EXERCISE AIM – Find each line in the records below that contains the word "identify" and copy those lines in full.

────

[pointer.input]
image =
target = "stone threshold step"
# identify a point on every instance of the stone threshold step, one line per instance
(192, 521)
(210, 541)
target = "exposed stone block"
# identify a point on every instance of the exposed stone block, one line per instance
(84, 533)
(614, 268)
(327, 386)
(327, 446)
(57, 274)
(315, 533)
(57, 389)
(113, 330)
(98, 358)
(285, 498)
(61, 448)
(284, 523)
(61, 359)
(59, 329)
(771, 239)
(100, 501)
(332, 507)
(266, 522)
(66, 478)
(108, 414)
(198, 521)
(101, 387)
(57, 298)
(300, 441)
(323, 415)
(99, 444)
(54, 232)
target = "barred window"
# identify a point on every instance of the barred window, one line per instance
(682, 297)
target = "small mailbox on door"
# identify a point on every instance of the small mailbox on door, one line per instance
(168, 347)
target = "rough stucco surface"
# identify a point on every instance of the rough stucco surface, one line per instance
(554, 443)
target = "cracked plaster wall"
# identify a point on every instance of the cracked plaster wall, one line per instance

────

RESPONSE –
# identify a point on every instance of the stone threshold step, one line per instance
# identify a point on every instance of the exposed stone block, one line per instance
# identify a point on every instance of the barred window, one line per instance
# identify a point on every instance of the small mailbox on door, one line per instance
# identify a point on every instance of the rough stucco surface, one line per instance
# identify a point on every instance of the cracked plaster wall, one line per instance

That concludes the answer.